=== Section Start ===
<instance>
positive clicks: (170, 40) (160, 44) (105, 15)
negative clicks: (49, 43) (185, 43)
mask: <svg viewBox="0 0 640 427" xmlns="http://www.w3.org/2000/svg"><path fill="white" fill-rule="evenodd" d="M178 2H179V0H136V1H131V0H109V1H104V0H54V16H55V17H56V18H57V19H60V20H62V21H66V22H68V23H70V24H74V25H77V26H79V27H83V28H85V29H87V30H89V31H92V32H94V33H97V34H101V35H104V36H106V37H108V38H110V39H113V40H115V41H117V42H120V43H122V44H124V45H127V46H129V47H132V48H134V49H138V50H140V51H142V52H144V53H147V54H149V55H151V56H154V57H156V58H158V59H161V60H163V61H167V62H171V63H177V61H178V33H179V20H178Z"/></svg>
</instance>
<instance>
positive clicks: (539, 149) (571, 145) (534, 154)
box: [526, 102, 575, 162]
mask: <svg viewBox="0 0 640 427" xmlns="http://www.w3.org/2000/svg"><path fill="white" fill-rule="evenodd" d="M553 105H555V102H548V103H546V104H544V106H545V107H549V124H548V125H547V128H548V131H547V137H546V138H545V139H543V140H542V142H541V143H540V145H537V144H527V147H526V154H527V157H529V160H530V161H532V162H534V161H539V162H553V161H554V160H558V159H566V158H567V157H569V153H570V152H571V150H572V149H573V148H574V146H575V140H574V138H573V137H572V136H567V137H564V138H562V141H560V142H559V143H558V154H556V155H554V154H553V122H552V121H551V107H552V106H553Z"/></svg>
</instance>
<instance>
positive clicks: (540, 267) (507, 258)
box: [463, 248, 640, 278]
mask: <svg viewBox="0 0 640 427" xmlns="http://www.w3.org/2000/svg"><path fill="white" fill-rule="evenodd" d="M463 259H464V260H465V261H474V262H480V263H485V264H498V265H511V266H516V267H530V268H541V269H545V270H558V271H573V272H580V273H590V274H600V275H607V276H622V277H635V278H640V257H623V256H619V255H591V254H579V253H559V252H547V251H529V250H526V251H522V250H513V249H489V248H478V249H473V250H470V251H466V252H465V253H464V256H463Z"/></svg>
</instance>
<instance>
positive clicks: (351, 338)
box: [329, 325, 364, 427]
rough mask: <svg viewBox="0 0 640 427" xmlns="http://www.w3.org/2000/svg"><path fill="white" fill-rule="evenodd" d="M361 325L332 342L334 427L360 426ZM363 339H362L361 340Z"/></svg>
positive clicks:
=== Section End ===
**Work task:** A word-for-word restatement of the data above is required.

**Exercise response:**
<instance>
positive clicks: (170, 40) (160, 44) (105, 15)
negative clicks: (49, 43) (185, 43)
mask: <svg viewBox="0 0 640 427" xmlns="http://www.w3.org/2000/svg"><path fill="white" fill-rule="evenodd" d="M178 2H179V0H136V1H131V0H109V1H104V0H54V16H55V17H56V18H57V19H60V20H62V21H66V22H68V23H70V24H74V25H77V26H79V27H83V28H85V29H87V30H89V31H92V32H94V33H97V34H101V35H104V36H106V37H108V38H110V39H113V40H115V41H117V42H120V43H122V44H124V45H127V46H129V47H132V48H134V49H138V50H140V51H142V52H144V53H147V54H149V55H151V56H154V57H156V58H158V59H161V60H163V61H167V62H171V63H177V61H178V33H179V20H178Z"/></svg>
</instance>
<instance>
positive clicks: (539, 149) (571, 145) (534, 154)
box: [526, 102, 575, 162]
mask: <svg viewBox="0 0 640 427" xmlns="http://www.w3.org/2000/svg"><path fill="white" fill-rule="evenodd" d="M553 105H555V102H548V103H546V104H544V106H545V107H549V124H548V125H547V128H548V131H547V137H546V138H545V139H543V140H542V142H541V143H540V145H537V144H527V147H526V154H527V157H529V160H530V161H532V162H534V161H539V162H553V161H554V160H558V159H566V158H567V157H569V153H570V152H571V150H572V149H573V148H574V146H575V140H574V138H573V137H572V136H567V137H564V138H562V141H560V142H559V143H558V154H556V155H554V154H553V122H552V121H551V107H552V106H553Z"/></svg>
</instance>
<instance>
positive clicks: (540, 267) (507, 258)
box: [463, 248, 640, 278]
mask: <svg viewBox="0 0 640 427" xmlns="http://www.w3.org/2000/svg"><path fill="white" fill-rule="evenodd" d="M463 259H464V260H465V261H474V262H480V263H485V264H498V265H511V266H516V267H530V268H541V269H545V270H558V271H573V272H580V273H590V274H600V275H607V276H622V277H635V278H640V257H623V256H619V255H591V254H579V253H559V252H547V251H529V250H526V251H522V250H513V249H489V248H478V249H473V250H470V251H466V252H465V253H464V256H463Z"/></svg>
</instance>
<instance>
positive clicks: (351, 338)
box: [329, 325, 364, 427]
rough mask: <svg viewBox="0 0 640 427" xmlns="http://www.w3.org/2000/svg"><path fill="white" fill-rule="evenodd" d="M361 325L332 342L334 427L360 426ZM363 339H362L361 340Z"/></svg>
positive clicks:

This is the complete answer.